Index corruption

From: Marc Munro <marc(at)bloodnok(dot)com>
To: pgsql-hackers(at)postgresql(dot)org
Subject: Index corruption
Date: 2006-06-28 16:28:14
Message-ID: 1151512094.26442.34.camel@bloodnok.com
Views: Raw Message | Whole Thread | Download mbox | Resend email
Thread:
Lists: pgsql-hackers

We have now experienced index corruption on two separate but identical
slony clusters. In each case the slony subscriber failed after
attempting to insert a duplicate record. In each case reindexing the
sl_log_1 table on the provider fixed the problem.

The latest occurrence was on our production cluster yesterday. This has
only happened since we performed kernel upgrades and we are uncertain
whether this represents a kernel bug, or a postgres bug exposed by
different timings in the new kernel.

Our systems are:

Sun v40z 4 x Dual Core AMD Opteron(tm) Processor 875
Kernel 2.6.16.14 #8 SMP x86_64 x86_64 x86_64 GNU/Linux
kernel boot option: elevator=deadline
16 Gigs of RAM
postgresql-8.0.3-1PGDG
Bonded e1000/tg3 NICs with 8192 MTU.

* _Work instructions_
1. Please reproduce the index corruption post word for word, from "The latest occurrence" to "the new kernel.".
2. Write the next part of the index corruption post, starting right after its final line.

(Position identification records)
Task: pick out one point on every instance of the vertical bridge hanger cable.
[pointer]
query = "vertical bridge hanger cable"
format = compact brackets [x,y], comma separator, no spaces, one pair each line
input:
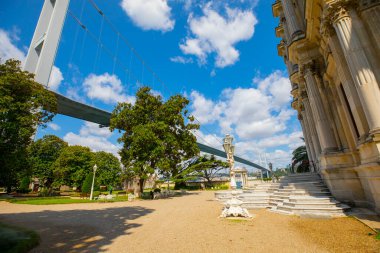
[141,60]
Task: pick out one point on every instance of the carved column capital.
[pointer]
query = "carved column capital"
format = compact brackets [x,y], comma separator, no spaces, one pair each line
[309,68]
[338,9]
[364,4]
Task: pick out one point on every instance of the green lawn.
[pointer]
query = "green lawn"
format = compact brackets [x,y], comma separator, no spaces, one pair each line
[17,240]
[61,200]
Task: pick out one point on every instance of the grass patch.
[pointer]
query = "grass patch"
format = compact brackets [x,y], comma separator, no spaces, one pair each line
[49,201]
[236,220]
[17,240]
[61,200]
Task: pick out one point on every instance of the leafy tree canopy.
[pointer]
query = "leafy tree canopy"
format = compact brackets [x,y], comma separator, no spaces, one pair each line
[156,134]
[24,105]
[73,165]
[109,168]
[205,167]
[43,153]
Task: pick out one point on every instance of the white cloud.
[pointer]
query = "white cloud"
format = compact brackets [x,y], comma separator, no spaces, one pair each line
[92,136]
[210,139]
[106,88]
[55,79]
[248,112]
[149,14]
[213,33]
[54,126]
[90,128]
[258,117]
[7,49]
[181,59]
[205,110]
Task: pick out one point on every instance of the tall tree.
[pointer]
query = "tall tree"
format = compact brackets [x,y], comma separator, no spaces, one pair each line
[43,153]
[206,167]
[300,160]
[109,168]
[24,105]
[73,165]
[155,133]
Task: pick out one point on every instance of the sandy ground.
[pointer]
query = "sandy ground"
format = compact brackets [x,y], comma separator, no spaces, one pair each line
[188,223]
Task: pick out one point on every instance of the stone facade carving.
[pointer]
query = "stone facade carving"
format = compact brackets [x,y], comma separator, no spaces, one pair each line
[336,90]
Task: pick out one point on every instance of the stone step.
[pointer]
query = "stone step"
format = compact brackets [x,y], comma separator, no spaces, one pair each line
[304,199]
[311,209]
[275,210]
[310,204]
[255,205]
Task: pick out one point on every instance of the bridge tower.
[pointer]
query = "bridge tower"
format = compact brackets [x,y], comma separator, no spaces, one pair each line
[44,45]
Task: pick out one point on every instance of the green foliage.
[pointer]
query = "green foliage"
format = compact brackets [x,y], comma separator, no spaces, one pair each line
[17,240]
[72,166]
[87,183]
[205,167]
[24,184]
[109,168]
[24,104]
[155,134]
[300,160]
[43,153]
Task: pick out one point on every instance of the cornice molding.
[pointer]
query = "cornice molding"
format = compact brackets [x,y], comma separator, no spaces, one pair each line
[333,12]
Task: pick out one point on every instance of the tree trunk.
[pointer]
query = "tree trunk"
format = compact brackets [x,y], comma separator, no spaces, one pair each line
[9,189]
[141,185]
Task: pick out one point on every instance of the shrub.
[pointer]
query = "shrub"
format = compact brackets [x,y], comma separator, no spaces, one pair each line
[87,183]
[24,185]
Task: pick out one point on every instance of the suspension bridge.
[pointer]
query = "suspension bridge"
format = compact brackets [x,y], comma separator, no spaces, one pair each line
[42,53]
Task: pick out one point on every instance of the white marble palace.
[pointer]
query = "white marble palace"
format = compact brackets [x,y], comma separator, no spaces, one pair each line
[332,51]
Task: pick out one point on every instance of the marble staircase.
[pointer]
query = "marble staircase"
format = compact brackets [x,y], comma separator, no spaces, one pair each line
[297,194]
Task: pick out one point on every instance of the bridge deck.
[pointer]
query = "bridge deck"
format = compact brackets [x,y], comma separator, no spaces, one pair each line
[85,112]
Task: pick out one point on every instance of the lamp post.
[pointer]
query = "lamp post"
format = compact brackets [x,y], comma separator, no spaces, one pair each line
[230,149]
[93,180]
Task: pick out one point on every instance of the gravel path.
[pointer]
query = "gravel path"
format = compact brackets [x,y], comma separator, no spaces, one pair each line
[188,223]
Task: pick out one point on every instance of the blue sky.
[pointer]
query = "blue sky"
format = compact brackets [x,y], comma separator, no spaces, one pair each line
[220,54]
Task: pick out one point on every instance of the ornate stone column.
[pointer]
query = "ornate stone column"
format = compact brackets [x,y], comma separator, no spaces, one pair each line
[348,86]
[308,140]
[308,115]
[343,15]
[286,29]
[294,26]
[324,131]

---

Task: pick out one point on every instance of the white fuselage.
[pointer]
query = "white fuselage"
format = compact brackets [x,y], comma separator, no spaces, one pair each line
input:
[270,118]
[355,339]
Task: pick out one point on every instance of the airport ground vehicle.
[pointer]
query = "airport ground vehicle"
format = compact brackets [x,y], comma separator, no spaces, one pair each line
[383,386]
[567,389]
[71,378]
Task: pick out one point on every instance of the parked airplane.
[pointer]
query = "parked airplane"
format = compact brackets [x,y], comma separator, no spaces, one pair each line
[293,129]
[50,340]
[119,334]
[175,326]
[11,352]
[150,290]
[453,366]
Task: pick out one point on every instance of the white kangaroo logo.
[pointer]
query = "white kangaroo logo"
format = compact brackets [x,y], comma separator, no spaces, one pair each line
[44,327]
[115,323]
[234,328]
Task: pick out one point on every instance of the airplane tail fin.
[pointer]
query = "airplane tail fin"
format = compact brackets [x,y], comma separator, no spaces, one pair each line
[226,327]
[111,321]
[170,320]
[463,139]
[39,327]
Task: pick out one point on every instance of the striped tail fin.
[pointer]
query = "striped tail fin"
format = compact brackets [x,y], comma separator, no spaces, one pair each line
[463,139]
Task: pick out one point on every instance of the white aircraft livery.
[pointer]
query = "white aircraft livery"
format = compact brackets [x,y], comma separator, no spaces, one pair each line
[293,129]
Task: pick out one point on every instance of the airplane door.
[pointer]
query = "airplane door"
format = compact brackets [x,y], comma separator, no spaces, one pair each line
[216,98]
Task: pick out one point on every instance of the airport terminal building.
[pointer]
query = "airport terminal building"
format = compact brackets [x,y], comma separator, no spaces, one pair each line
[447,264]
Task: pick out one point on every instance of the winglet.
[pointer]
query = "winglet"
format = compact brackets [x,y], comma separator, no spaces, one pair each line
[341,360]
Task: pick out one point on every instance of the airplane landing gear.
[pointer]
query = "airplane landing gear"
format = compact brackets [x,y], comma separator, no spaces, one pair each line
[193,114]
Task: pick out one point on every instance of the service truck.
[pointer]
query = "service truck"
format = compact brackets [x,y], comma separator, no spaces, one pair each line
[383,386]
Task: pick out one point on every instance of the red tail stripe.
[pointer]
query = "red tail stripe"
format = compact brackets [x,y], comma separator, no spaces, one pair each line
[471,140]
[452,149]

---

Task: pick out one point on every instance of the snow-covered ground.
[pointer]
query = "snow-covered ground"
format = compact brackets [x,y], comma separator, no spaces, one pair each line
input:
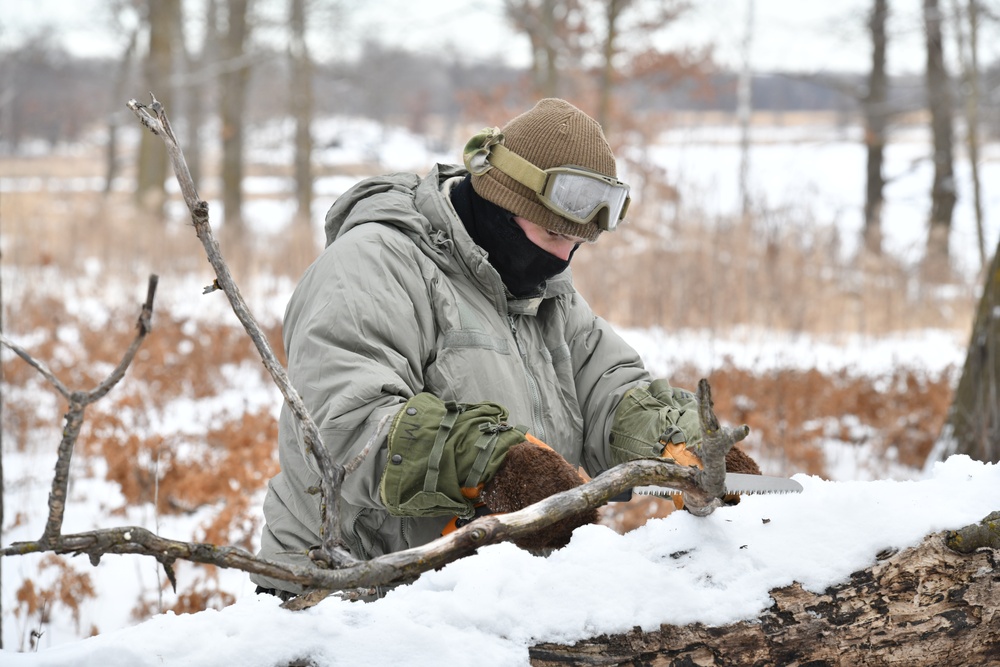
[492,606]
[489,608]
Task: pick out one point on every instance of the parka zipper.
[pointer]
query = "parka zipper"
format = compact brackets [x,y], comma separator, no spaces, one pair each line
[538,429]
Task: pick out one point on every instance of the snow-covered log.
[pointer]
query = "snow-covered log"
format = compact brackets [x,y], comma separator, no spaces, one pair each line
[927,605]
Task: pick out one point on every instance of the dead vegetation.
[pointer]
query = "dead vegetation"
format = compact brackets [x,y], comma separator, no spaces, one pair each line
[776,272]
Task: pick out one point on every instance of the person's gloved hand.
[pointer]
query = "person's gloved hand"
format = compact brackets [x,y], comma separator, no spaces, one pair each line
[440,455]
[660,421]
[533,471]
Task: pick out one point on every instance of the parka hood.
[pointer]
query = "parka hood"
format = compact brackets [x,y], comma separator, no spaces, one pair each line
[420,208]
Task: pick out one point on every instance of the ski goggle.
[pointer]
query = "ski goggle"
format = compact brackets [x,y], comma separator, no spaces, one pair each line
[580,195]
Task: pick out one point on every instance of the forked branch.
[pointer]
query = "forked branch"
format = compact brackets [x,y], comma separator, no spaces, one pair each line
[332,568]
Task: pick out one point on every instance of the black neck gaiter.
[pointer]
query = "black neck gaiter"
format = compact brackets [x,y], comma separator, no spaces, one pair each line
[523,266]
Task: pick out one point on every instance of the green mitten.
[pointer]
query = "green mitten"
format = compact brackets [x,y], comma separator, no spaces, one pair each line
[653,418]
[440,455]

* _Answers to the problems_
1.
The latest occurrence was on our production cluster yesterday. This has
only happened since we performed kernel upgrades and we are uncertain
whether this represents a kernel bug, or a postgres bug exposed by
different timings in the new kernel.

2.
Slony 1.1.0

NetApp FAS270 OnTap 7.0.3
Mounted with the NFS options
rw,nfsvers=3,hard,rsize=32768,wsize=32768,timeo=600,tcp,noac
Jumbo frames 8192 MTU.

All postgres data and logs are stored on the netapp.

In the latest episode, the index corruption was coincident with a
slony-induced vacuum. I don't know if this was the case with our test
system failures.

What can we do to help identify the cause of this? I believe we will be
able to reproduce this on a test system if there is some useful
investigation we can perform.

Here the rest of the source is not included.